__Task requirements__
A. In the rallycross announcement, what trophy will first-season drivers compete for within their class at the end of the season?
B. Write out the passage of the rallycross announcement starting at "We had a great" and ending at "#39 - YouTube.".

__Document excerpt__
We have also introduced a new novice class to each of the existing classes. So for those who are competing in their first season don't have to worry about the intimidating likes Aaron Miller, Eric Adams or Peter Zlamany. Instead their places will be added up within their class for a special Rookie of the year trophy at the end of the season. Plus as with every year their points will still add up for placing within their class. So their is the potential for a first time driver to come in 4th or even 1st overall for the season plus Rookie of the year in that class, plus a Ironman trophy as well... FEW! That's a lot of potential heavy hardware for someone to take home, hopefully they find time to hit the gym to carry it all away.

And lastly, due to the US government being bazillions of dollars in debut and unable to find a way to cut back on it all. We've decided to show them by an example of how to, by introducing an alternative to the higher cost event trophies. These new event trophies will still feature the uniqueness and fun that our group has to offer, but while still staying within our budget. Be sure to give it all you got and then stick around at the end of each event to collect your 1 of a kind piece of hardware.

As always we hope to see you all out at our next event at the USTDS which is less then 2 weeks on May 4th. And save yourself some time the morning of by going to our website and Pr-Registering.


----------



## ryolse (Aug 3, 2011)

We had a great turn out this past Saturday at the US Truck Driving School in Fountain. For those of you were not one of the many 60 drivers here's a brief view of the fun, smooth and decently sized course you missed out on Colorado RallyCross - USTDS - Event #3 - 05-04-2013 - #39 - YouTube.

For those of you who haven't heard the next event will be the 2 day long National Challenge at Colorado Off Road Extreme (CORE), in Deer Trail. Currently we are waiting for a few more little things to get taken care of before releasing all of the details. But what I can tell you is that optional Registration/Check in, Tech and Test-N-Tune will take place on Friday starting around 1pm at the upper course. Then we will be getting loads of runs in on the upper course Saturday which will include a provided lunch to the drivers. After the event we'll move everything down to the lower course, head into town for a provided Dinner, and once the sun sets kickback and enjoy a movie projected on the side of the bus before calling it a night and camping out. And for those of you who missed it last year it was easily one of the best movie experiences I've had to date. Then on Sunday racing will resume with about 3 runs before calling good which will be followed by awards that will be provided by the SCCA National Office!

(Excerpt from a dataset)
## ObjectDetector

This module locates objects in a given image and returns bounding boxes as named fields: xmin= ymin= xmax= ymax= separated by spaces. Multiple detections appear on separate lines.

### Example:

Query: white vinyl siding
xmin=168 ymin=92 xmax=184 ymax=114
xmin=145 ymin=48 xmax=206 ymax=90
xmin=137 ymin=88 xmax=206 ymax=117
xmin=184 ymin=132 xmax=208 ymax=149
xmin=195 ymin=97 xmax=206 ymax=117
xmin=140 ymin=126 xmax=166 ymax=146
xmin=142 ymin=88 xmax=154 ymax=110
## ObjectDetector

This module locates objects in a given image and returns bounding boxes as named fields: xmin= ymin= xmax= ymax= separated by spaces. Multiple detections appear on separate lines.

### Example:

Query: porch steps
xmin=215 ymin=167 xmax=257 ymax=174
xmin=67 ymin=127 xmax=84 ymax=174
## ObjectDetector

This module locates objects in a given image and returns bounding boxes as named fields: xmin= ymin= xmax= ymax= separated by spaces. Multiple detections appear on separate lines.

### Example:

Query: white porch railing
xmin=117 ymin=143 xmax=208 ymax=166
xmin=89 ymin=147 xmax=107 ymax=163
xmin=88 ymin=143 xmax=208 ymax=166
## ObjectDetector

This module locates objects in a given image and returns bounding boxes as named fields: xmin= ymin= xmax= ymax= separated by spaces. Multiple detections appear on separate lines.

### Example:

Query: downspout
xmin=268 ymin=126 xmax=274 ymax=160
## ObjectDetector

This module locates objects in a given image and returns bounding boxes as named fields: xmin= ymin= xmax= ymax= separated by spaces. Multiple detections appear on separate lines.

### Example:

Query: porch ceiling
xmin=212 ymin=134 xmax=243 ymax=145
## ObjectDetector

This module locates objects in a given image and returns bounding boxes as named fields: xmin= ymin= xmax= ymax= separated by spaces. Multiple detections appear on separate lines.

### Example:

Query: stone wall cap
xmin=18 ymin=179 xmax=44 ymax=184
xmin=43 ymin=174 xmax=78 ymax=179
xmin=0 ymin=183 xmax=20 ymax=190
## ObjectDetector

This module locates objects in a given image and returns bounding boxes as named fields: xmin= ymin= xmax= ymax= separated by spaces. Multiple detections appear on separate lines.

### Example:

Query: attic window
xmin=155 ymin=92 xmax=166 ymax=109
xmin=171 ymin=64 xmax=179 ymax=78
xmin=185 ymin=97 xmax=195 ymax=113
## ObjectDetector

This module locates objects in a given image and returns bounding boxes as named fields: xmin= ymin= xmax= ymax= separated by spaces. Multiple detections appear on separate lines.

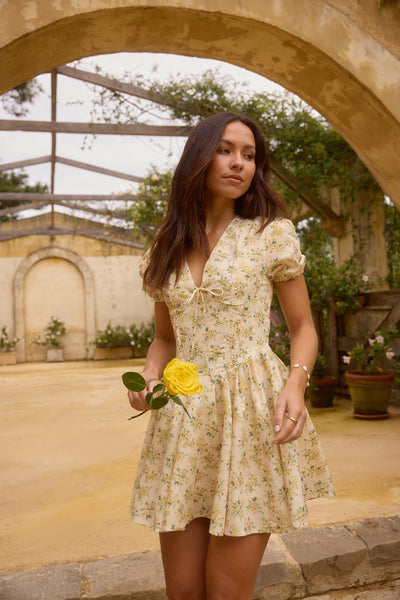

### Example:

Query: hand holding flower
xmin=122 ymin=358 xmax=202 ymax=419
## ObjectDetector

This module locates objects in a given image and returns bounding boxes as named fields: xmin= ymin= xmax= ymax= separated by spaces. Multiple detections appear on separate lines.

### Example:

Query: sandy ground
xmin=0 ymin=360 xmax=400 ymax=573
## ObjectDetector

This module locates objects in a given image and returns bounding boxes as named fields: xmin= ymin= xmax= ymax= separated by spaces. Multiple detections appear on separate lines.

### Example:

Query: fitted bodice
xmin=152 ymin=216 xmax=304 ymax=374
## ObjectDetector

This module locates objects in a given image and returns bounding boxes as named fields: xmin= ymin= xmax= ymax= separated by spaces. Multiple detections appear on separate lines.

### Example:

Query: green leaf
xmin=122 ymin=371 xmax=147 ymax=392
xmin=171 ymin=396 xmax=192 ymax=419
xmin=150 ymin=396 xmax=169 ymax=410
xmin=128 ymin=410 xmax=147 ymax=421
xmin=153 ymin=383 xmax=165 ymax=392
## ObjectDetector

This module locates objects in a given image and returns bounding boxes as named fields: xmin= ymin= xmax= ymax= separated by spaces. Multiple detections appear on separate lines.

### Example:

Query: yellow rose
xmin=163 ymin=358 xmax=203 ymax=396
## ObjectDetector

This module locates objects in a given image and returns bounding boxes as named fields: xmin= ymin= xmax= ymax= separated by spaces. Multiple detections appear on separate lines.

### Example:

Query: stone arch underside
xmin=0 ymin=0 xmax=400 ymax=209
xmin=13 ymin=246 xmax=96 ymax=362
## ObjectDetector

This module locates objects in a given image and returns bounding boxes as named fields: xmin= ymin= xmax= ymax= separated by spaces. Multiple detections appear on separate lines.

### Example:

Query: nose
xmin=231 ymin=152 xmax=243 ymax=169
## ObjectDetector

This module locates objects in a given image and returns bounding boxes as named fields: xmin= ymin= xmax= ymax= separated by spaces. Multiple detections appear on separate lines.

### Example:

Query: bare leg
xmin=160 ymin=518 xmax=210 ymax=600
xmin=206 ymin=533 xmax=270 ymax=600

__Written answers__
A. A special Rookie of the year trophy.

B.
We had a great turn out this past Saturday at the US Truck Driving School in Fountain. For those of you were not one of the many 60 drivers here's a brief view of the fun, smooth and decently sized course you missed out on Colorado RallyCross - USTDS - Event #3 - 05-04-2013 - #39 - YouTube.